Se développant sur le sol des trois absides et des 4/5e du transept oriental, comme un tapis aux couleurs éclatantes (couleurs dominantes : blanc, rouge et noir), ce pavement présente un décor somptueux et très diversifié, où, à côté de preux et saints chevaliers combattant des monstres maléfiques, des animaux fabuleux, des êtres composites, essentiellement irréels, mais exubérants de vie, se mêlent aux figurations géométriques, dans des compositions dissymétriques mais toujours soigneusement équilibrées, sans doute imitées de tissus orientaux.
Bras gauche du transept et absidiole Nord
Absidiole Nord, vue générale du combat
Cette partie consacrée à la réalité du Mal s’inaugure par une série de luttes entre le cavalier (et son cheval) poursuivant une chimère. La chimère, animal tricéphale bien particulier a de quoi séduire. Le Moyen Âge en fait un être composite muni de deux pattes (au lieu de quatre). De plus, des ailes lui ont été attribuées, ce qui n’existe pas chez la chimère antique. L’art médiéval l’a transformée et s’en est servi pour en faire un dragon, figure du diable.
Chimère
Si le choix de la chimère s’est imposé pour le concepteur de la mosaïque, c’est parce qu’elle concentre en elle-même toutes les potentialités agressives de l’animal : la tête de lion en avant évoque le mal qui déchire par les dents ; la tête de chèvre au milieu du corps, c’est le mal qui transperce par les cornes ; la tête de serpent qui termine la queue, le mal qui empoisonne par le venin (curieusement des oreilles lui sont adjointes).
Transept Nord, tapis des douze animaux affrontés
Le grand panneau d’animaux présente douze corps d’animaux selon un agencement très original qui surprend dans une mosaïque du XII° siècle. Les animaux ne sont plus enserrés dans des cadres ou
médaillons, ce qui est le plus fréquent, mais librement alignés sur trois registres successifs. Dans un ordre déconcertant mais non pas incohérent, ces créatures surprenantes veulent évoquer
trois catégories de l’expression du mal. Au milieu tout d’abord, des lions affrontés, mis en valeur sur fond rouge, symbolisent le mal dans sa plus forte expression : l’affrontement,
l’opposition, la division.
+---+
**La consigne**. Recopiez sans aucun changement le passage de l'extrait sur le pavement en mosaïque qui va de « Transept Nord, tapis » jusqu'à « l’opposition, la division. » inclus. On peut se passer des entrées.

Lignes d'un jeu de données
+---+
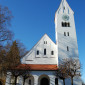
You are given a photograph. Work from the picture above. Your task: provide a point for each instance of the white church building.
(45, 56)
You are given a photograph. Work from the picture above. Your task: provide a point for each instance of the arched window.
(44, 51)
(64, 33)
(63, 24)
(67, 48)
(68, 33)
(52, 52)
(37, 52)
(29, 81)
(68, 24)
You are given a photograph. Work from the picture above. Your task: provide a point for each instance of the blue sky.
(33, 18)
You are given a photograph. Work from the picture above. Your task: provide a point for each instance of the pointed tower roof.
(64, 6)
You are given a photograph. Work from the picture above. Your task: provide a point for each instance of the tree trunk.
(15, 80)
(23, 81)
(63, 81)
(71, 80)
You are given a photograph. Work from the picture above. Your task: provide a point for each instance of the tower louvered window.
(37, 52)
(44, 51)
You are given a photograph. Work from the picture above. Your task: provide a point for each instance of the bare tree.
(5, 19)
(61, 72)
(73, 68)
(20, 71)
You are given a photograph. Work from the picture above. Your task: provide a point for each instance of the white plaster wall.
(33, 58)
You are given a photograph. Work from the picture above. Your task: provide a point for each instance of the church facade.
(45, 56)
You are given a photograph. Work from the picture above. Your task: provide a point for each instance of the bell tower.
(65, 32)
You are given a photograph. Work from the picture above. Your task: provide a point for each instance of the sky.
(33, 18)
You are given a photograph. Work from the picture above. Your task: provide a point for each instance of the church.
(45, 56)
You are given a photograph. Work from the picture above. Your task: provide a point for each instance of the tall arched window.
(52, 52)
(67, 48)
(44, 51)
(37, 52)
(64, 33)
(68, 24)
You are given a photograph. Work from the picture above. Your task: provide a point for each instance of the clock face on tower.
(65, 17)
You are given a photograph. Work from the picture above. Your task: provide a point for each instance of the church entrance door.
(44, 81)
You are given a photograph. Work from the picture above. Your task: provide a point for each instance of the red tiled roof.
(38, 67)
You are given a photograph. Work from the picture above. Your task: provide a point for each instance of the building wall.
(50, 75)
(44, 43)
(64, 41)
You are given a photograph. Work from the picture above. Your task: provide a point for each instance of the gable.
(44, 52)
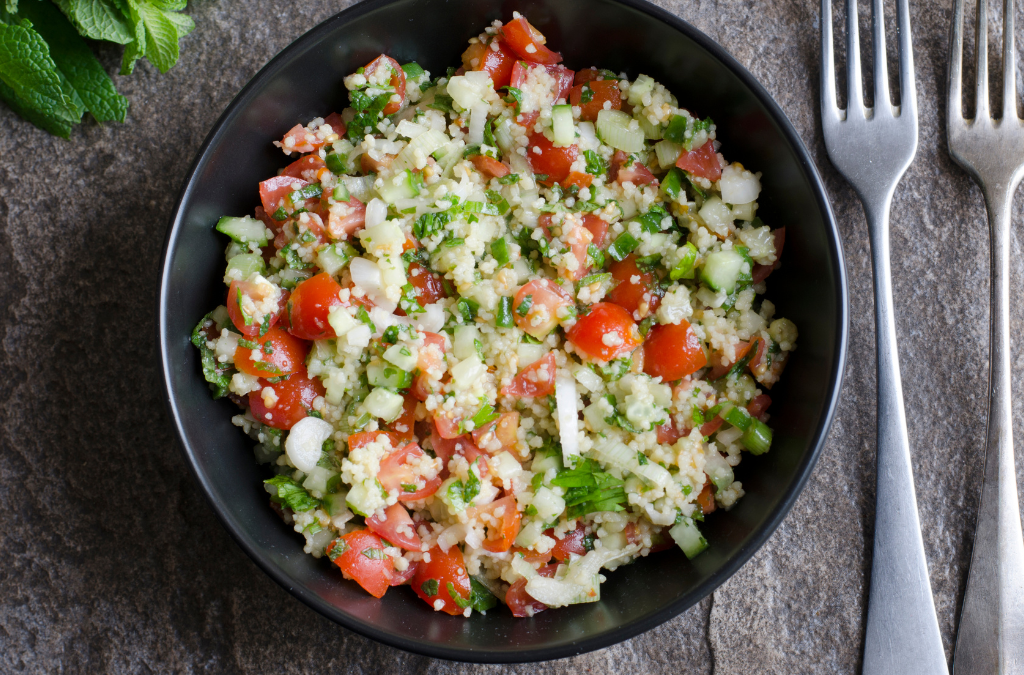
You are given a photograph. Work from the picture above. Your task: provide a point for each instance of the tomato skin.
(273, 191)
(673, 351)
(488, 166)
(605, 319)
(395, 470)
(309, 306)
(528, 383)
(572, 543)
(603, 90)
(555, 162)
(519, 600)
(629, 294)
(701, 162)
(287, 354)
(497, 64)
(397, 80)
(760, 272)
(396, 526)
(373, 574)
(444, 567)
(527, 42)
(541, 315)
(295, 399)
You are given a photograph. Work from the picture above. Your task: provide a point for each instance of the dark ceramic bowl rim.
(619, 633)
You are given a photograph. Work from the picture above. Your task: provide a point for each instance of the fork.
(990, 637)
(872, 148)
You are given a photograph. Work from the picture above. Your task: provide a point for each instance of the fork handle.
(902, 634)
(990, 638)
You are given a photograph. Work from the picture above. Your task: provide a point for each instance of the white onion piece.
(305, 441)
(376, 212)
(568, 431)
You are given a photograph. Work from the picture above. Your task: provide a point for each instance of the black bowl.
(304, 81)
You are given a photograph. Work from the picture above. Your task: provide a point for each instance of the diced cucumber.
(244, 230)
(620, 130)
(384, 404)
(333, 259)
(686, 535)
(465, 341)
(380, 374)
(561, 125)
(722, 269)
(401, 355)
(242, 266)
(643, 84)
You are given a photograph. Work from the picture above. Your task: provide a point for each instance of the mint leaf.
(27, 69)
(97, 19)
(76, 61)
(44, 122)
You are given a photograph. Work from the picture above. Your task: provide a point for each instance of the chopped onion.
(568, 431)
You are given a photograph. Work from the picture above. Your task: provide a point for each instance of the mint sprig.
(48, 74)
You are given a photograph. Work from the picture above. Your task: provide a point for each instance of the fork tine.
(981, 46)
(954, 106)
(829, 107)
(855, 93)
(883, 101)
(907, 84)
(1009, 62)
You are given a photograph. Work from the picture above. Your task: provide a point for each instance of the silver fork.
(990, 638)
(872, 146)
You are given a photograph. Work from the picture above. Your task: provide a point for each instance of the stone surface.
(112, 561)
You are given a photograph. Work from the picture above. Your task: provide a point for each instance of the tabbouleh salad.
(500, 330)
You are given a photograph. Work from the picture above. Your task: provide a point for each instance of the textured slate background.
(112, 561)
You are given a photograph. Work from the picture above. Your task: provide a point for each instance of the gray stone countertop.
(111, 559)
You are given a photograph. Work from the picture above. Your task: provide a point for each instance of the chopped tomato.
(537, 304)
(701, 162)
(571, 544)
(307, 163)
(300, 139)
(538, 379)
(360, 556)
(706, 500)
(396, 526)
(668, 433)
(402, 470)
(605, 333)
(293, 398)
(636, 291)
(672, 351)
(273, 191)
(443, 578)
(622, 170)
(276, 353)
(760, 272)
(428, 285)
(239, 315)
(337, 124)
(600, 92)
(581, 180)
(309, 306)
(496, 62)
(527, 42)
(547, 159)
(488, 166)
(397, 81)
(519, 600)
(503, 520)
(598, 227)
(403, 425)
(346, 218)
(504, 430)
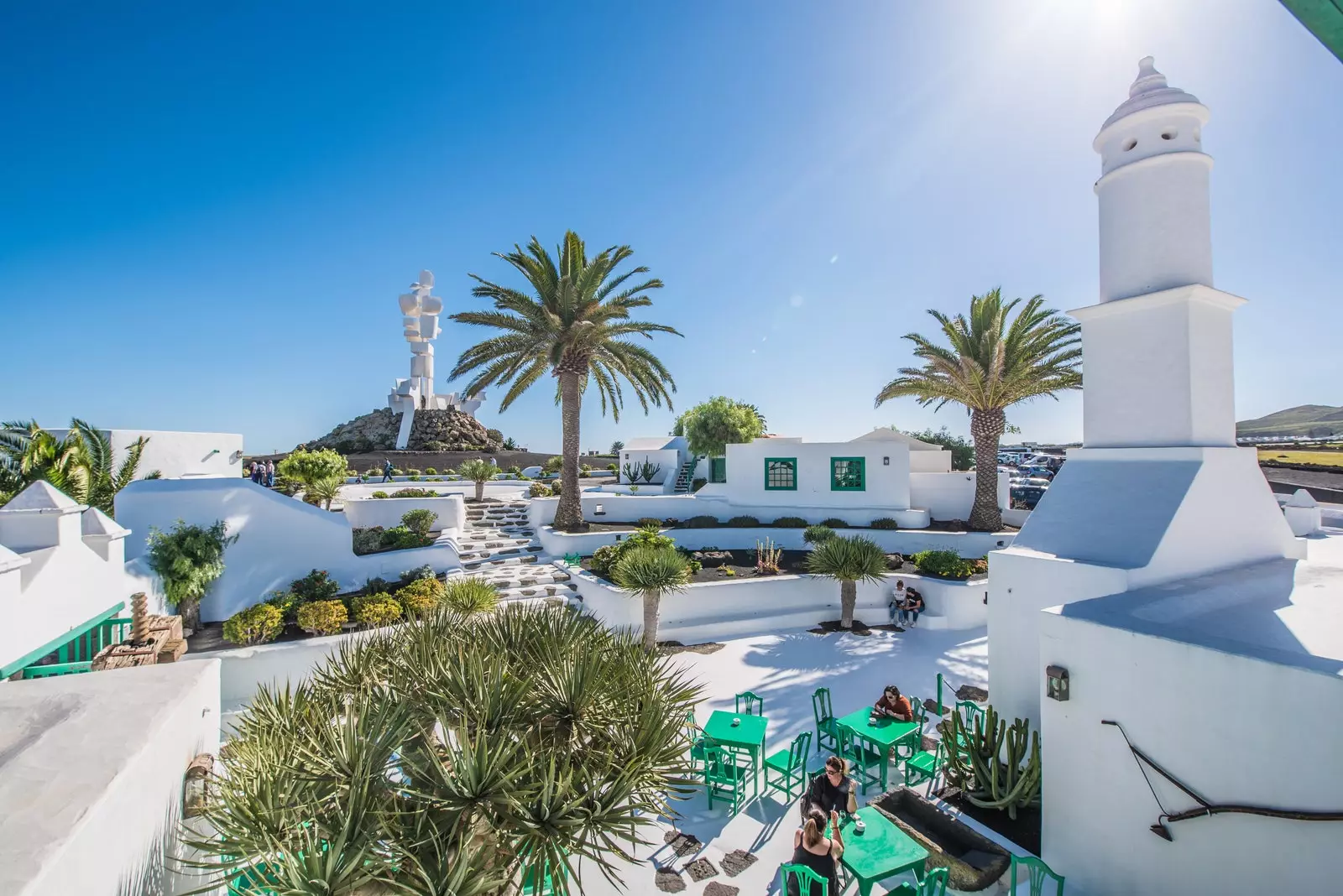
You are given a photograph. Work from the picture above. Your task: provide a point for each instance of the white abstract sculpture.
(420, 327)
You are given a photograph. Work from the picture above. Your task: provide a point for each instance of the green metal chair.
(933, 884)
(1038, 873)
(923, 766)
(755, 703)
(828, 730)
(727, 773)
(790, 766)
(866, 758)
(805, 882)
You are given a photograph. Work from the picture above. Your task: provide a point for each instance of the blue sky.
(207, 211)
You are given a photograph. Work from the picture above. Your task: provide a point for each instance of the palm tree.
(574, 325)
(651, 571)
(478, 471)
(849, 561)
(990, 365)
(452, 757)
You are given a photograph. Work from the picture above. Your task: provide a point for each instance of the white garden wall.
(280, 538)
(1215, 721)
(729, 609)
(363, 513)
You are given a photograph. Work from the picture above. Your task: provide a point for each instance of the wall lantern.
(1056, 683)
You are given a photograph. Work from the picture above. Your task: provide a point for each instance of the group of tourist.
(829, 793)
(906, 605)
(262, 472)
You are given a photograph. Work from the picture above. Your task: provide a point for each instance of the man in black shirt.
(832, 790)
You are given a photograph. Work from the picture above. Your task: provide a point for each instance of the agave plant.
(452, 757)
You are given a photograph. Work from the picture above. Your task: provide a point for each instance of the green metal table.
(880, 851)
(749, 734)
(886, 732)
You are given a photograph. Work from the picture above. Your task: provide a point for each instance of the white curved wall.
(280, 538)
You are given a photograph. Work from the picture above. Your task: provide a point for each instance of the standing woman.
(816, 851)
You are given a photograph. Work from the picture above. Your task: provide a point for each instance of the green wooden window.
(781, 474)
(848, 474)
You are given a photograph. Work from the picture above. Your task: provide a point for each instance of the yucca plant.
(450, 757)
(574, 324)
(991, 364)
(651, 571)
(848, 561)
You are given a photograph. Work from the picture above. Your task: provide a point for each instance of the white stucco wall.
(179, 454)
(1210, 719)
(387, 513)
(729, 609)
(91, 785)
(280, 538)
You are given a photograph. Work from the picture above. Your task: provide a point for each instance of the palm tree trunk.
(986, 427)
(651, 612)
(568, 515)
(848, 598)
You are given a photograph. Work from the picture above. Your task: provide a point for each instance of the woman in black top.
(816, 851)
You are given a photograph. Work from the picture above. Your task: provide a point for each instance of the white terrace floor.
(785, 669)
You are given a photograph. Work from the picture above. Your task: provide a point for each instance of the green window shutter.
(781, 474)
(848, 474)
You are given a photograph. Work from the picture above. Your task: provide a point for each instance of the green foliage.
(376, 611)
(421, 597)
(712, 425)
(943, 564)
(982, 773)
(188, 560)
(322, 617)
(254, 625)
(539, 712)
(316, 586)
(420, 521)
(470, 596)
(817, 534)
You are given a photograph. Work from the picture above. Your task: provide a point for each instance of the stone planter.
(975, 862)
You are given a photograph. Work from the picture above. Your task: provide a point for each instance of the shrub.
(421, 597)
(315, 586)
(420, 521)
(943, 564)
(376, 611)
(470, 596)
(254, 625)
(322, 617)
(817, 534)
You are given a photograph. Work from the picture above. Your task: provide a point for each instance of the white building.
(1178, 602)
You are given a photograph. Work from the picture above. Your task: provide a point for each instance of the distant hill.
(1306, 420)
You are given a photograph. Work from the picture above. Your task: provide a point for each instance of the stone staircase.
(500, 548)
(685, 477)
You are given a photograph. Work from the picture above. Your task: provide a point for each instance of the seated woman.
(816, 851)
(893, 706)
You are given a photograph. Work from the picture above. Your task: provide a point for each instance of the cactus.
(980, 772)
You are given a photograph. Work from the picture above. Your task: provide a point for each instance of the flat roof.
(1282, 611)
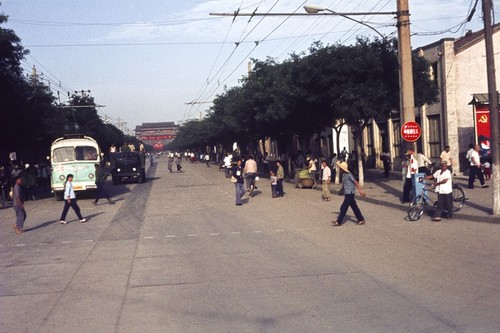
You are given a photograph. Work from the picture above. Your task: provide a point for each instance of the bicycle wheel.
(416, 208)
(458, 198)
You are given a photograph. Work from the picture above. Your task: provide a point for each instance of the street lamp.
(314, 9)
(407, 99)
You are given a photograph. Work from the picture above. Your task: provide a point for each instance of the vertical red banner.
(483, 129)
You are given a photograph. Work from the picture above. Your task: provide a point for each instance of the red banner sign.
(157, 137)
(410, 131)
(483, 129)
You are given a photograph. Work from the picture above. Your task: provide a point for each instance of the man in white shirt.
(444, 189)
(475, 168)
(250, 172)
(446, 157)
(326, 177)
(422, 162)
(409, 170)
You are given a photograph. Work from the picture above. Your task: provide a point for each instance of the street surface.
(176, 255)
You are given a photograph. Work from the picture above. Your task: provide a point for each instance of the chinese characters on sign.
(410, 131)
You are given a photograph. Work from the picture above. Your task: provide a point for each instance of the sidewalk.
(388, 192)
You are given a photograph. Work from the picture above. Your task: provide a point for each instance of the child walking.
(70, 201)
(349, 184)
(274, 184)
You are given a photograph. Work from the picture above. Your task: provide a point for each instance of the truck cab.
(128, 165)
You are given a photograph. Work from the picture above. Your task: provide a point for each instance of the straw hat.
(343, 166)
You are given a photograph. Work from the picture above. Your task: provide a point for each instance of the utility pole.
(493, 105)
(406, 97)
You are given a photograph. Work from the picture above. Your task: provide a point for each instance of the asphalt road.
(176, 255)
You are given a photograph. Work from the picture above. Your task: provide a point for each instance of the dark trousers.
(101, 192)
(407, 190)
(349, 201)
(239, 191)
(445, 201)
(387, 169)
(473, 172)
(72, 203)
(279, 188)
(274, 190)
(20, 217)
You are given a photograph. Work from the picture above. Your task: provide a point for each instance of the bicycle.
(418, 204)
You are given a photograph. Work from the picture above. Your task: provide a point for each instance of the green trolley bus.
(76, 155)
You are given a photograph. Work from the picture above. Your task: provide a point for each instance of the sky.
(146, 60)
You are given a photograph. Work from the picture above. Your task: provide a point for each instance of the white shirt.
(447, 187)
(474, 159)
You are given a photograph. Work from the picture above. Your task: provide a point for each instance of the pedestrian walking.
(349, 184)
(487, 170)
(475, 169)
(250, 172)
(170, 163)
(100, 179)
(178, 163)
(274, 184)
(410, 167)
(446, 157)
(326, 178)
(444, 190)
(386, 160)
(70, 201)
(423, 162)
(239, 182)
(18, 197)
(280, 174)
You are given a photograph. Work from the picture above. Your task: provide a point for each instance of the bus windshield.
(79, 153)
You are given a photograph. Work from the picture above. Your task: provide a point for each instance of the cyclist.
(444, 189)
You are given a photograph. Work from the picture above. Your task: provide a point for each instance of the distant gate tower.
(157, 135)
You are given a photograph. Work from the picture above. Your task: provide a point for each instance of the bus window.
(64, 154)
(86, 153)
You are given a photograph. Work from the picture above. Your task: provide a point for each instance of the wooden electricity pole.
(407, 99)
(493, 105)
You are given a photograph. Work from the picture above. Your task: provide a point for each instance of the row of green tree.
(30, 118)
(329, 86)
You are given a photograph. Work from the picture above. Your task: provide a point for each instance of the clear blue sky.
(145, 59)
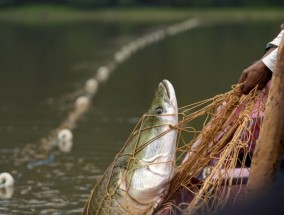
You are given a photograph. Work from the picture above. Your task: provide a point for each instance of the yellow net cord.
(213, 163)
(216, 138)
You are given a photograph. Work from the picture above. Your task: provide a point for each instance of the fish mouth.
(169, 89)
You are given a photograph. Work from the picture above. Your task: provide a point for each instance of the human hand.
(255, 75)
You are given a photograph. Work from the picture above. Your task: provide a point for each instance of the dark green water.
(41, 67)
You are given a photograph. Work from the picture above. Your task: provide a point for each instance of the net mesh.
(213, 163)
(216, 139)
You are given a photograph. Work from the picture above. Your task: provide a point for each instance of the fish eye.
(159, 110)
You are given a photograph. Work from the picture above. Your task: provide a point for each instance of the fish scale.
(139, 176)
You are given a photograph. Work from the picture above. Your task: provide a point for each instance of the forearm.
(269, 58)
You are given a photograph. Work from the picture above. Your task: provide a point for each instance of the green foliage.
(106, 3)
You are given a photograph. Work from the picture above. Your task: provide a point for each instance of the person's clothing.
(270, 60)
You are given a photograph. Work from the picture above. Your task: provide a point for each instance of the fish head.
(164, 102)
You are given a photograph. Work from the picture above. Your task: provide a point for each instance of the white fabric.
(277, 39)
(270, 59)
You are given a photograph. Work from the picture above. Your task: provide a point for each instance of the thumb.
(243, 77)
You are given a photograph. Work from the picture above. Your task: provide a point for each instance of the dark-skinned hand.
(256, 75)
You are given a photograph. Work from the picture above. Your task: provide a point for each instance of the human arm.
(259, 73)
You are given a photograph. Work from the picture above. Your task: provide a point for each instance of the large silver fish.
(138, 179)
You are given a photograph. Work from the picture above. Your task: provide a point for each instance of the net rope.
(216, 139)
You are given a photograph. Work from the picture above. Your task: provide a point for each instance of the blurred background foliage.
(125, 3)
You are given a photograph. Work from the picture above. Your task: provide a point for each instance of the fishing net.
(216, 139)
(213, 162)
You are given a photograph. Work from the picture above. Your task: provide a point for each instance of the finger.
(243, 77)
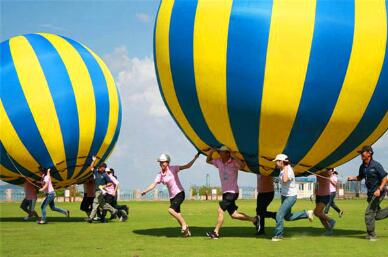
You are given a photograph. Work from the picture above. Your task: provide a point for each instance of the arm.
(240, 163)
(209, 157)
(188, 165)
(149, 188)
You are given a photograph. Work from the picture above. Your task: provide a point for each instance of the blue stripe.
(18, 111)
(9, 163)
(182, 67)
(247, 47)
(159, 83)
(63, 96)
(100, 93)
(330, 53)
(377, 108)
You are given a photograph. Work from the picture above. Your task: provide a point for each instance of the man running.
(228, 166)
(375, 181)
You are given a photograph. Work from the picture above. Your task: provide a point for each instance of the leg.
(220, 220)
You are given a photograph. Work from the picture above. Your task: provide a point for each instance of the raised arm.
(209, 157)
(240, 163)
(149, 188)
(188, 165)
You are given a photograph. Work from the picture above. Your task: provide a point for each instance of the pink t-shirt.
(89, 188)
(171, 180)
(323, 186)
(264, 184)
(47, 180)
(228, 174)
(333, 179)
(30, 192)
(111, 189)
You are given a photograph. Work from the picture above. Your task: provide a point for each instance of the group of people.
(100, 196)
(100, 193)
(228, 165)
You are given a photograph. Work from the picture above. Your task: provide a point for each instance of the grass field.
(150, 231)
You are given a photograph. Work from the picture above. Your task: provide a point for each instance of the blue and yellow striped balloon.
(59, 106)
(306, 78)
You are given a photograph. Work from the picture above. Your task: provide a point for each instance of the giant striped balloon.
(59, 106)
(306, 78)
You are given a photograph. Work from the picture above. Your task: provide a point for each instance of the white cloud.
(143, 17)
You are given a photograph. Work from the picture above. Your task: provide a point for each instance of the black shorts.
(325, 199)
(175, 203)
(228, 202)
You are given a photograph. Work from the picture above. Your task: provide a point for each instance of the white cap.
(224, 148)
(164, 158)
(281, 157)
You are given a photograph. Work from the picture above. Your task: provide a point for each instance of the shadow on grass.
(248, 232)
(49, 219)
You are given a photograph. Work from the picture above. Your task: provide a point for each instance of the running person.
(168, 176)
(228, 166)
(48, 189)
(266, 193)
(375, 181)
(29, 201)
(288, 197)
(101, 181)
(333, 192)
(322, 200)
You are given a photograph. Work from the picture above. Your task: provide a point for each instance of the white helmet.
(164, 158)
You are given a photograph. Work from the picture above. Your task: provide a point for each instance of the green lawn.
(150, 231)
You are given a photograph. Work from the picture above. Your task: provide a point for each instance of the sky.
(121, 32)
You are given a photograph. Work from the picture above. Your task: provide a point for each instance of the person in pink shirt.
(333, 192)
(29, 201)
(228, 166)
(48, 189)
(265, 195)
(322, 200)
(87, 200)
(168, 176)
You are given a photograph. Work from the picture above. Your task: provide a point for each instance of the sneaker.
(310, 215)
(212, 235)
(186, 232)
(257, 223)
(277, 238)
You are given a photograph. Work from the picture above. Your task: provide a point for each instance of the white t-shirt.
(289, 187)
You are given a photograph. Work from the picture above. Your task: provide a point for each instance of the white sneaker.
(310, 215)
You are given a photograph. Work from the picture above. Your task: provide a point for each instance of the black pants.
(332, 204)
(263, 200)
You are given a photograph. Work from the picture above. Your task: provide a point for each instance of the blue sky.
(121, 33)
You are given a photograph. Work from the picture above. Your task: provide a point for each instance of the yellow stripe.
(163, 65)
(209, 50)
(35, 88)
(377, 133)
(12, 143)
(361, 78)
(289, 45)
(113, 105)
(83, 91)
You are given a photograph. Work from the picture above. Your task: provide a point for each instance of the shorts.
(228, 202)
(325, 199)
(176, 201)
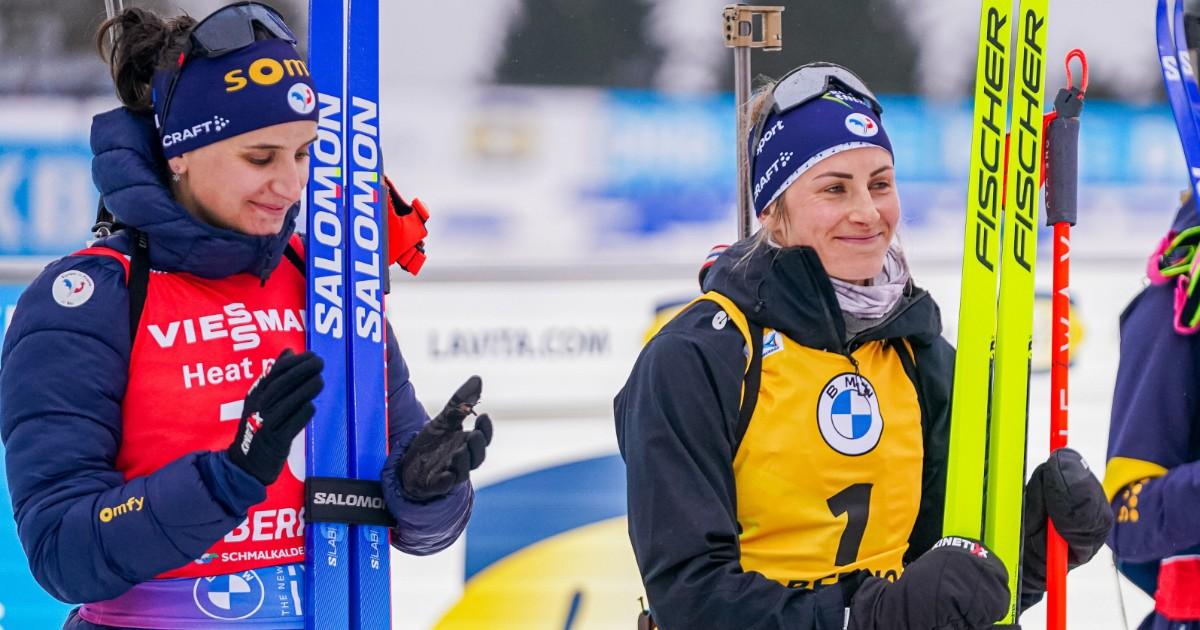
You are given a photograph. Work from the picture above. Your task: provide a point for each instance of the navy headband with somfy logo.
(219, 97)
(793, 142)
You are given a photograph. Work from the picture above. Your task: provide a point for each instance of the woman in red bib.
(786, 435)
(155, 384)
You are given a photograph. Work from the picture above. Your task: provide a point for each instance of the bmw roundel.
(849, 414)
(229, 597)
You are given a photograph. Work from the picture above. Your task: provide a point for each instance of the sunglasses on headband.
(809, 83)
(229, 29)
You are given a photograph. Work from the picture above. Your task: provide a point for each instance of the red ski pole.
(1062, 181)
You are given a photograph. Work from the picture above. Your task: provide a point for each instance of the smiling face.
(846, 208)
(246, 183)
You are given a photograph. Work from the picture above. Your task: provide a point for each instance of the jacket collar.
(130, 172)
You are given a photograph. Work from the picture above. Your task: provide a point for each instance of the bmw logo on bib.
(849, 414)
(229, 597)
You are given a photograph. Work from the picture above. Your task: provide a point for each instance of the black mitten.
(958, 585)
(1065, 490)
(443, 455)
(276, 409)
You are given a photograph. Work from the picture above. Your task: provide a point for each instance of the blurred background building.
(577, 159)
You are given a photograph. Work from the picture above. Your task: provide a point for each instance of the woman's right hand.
+---+
**Réponse à l'exercice**.
Transept Nord, tapis des douze animaux affrontés
Le grand panneau d’animaux présente douze corps d’animaux selon un agencement très original qui surprend dans une mosaïque du XII° siècle. Les animaux ne sont plus enserrés dans des cadres ou
médaillons, ce qui est le plus fréquent, mais librement alignés sur trois registres successifs. Dans un ordre déconcertant mais non pas incohérent, ces créatures surprenantes veulent évoquer
trois catégories de l’expression du mal. Au milieu tout d’abord, des lions affrontés, mis en valeur sur fond rouge, symbolisent le mal dans sa plus forte expression : l’affrontement,
l’opposition, la division.